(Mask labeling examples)
◆ ◆ ◆

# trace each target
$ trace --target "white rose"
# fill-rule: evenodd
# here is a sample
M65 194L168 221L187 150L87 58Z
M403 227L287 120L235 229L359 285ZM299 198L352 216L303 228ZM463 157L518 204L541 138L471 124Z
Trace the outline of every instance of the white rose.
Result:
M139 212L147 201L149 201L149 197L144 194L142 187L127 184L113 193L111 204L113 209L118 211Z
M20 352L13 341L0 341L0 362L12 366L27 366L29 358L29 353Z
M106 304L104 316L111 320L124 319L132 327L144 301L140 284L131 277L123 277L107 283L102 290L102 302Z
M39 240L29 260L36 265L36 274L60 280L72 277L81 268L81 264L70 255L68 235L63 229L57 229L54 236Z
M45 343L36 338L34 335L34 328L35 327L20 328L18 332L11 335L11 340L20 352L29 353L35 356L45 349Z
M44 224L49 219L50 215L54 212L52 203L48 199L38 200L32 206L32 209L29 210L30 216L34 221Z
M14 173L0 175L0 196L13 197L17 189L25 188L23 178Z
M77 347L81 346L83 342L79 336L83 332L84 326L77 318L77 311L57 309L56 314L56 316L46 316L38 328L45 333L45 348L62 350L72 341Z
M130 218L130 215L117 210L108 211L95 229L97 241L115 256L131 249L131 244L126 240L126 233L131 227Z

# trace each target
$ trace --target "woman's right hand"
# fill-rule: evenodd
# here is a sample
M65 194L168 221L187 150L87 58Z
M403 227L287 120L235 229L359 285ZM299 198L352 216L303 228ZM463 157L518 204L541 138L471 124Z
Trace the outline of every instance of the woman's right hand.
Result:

◆ ◆ ◆

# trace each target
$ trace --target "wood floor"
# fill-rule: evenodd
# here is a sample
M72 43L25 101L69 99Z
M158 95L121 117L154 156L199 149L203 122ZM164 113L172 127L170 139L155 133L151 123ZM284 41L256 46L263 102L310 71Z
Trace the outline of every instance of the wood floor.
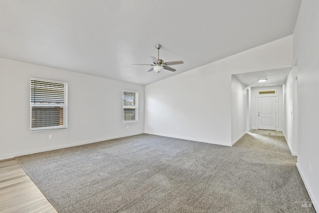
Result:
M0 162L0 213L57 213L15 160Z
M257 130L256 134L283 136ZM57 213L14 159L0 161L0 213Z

◆ ◆ ◆

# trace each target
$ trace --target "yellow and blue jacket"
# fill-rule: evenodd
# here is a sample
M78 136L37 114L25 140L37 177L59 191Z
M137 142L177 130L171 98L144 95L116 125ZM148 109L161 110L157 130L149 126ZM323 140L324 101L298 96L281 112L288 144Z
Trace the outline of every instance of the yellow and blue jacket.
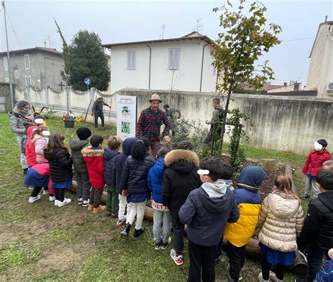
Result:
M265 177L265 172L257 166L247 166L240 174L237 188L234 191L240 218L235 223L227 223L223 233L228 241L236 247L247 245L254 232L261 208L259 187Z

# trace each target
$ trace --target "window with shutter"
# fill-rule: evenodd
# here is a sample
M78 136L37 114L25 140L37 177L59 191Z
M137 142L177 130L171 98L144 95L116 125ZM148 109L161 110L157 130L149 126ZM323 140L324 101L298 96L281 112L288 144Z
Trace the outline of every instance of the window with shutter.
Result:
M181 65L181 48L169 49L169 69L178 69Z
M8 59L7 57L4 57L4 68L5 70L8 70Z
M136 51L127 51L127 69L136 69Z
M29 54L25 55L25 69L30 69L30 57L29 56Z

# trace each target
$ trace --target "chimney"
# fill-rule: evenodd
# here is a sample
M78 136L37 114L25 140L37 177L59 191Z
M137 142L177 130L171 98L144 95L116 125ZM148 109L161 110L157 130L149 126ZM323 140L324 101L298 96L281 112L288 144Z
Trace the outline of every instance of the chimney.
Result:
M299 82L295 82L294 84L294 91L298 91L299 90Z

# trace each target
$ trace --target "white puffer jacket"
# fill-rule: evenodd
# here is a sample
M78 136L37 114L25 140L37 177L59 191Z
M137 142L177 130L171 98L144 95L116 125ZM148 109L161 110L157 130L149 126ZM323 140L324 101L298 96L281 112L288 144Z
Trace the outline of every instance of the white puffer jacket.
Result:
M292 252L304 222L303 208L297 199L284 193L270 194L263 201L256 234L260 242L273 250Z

◆ ◆ ◆

### Problem requirements
From the lines above, copy every line that contains the string "rose", treating uppercase and lowercase as different.

### Response to this task
$ trace --target "white rose"
Trace the outline of every instance of the white rose.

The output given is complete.